**Your instructions:**
Extract every line in the items below that contains the string "Query".

**Source material:**
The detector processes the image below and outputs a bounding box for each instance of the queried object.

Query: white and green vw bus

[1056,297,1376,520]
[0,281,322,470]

==

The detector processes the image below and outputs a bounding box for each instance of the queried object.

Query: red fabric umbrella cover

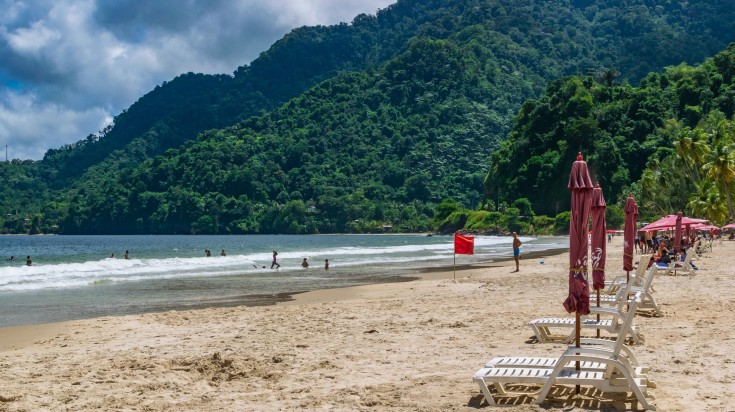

**Output of the task:**
Query: white and green vw bus
Query: red fabric umbrella cover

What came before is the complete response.